**DOCUMENT EXCERPT**
Tips for Stealth Camping in a Van

Build Your Dream Van Stealth Van

Is it a cargo van, or is someone living in it? 

If you’re going to be parking your campervan overnight in an urban area, you’re going to want to blend in. When you pull up to a parking lot in a bright-coloured large and tall van with customizations and accessories hanging outside, you are going to draw attention to yourself. While it is difficult to make your campervan completely unrecognizable from the outside, there are many tips to help your van melt into the general landscape of vehicles.

Does it look like anyone is living in the campervan? No? Then you’ve found a good stealth campervan!

What is Stealth Camping?

Stealth camping is overnight camping in your van in a public place. Basically, finding a spot where you can overnight park a vehicle without drawing attention to yourself. Hopefully, people from the outside will see a regular van parked outside and assume no one is living in it.

For many people who will live the van life for a while, they will need to stealth camp every now and then. How covert your campervan needs to be will depend on where you will be camping.

Why would you want to stealth camp?

  • If you’re travelling through a town, you may need to stop overnight. 
  • If there are no campgrounds nearby, or they are all full, you are going to have to find a place to sleep.
  • If you’re camping anywhere, you are going to want to not look obvious to thieves.

You will need to stealth camp at a certain point, no matter how backwoodsy you plan to be during your van life adventure.

Before you start stealth camping…

Stealth camping is illegal in many places due to problems with break-ins, too many stealth campers, and stigma against homeless people. 

No campervan is going to be 100% hidden. You would have to live literally in the back of a cargo van to not draw any attention to your vehicle, and even the very fact that you are living in it will draw attention to the van. 

Remember to balance comfort with stealth. Don’t pick a van that will obviously stand out but don’t skimp on safety and comfort options just to blend in. If you are going to make this your life, you will need to find something in between blending in and surviving comfortably.

For example, a low or regular roofed van may fit in better, but if you will be living out of your van long-term, or if you are tall, it may not be worth the discomfort of a lower ceiling.

Make sure to follow safety precautions when you are stealth camping. Don’t park in sketchy areas, don’t park in illegal or private places, and install customizations that add to your safety (like vent fans) even if they may draw attention to your van.

We do not recommend stealth camping when it is illegal in your urban area. There are often options in town where you can camp in your campervan without it being illegal. There are numerous resources where you can find free places to camp in your specific area, ultimately when in doubt, ask.

Best Stealth Campervans

Before buying a van, figure out if you will be doing mainly stealth camping. If you are, picking an inconspicuous van should be your top priority. If you are not, keep some of these tips in mind when choosing a van, but select the van that works best for the lifestyle, you’re aiming for.

**OBJECTIVES**
(a) According to the stealth camping tips, why is stealth camping illegal in many places?
(b) State how many lines of the records contain the string "steel", giving only the number.
The stealth camping tips have no connection to the records.

**PROVIDED INFORMATION**

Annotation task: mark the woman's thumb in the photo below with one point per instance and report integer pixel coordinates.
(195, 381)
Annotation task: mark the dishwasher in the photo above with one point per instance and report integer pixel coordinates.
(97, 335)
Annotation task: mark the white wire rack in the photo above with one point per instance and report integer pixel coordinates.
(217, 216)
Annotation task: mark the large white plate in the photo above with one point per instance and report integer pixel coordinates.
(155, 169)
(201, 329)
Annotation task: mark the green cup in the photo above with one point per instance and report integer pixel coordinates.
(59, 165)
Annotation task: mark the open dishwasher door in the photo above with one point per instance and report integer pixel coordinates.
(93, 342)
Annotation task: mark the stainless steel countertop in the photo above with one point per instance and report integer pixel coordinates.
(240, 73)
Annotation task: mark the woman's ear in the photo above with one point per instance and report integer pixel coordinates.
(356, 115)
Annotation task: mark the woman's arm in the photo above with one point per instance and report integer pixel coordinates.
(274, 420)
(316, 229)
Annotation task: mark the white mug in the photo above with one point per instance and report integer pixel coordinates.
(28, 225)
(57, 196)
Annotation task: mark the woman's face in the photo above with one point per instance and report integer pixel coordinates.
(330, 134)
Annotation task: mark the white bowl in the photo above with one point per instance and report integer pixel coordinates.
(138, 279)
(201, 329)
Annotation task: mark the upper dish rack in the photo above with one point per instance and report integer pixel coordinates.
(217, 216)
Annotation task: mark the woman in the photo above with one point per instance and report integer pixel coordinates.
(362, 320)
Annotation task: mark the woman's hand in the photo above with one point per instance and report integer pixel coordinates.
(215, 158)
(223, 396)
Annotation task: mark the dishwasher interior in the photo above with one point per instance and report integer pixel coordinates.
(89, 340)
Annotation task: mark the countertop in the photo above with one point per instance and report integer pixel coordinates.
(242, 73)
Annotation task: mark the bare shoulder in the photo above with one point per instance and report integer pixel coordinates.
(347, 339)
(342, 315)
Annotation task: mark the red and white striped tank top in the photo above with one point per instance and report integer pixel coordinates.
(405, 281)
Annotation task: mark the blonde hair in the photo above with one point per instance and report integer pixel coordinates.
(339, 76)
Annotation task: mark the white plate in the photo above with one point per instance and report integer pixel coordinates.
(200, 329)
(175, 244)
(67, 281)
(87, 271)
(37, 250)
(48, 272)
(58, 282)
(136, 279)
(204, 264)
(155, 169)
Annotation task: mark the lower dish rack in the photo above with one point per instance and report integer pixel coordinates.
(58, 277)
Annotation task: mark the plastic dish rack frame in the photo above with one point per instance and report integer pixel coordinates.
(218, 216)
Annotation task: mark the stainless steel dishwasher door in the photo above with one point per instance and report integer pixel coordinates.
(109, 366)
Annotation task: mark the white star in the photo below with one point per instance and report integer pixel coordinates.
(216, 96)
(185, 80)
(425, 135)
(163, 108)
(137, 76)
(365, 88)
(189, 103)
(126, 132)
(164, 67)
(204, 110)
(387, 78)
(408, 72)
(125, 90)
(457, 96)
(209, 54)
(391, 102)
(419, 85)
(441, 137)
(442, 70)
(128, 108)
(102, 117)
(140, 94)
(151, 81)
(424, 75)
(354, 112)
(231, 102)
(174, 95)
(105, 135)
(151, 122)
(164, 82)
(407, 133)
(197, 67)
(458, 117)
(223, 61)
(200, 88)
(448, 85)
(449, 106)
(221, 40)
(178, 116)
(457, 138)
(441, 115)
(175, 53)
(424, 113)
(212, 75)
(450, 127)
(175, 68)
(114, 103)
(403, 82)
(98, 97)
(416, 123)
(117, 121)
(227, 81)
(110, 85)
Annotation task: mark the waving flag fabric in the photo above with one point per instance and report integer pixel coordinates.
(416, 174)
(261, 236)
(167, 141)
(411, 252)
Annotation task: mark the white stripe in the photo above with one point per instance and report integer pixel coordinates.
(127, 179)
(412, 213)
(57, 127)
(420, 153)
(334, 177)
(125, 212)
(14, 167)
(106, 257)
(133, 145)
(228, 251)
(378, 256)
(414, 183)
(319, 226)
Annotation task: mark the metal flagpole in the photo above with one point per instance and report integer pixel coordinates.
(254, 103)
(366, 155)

**EXERCISE ANSWERS**
(a) It is illegal because of problems with break-ins, too many stealth campers, and stigma against homeless people.

(b) 2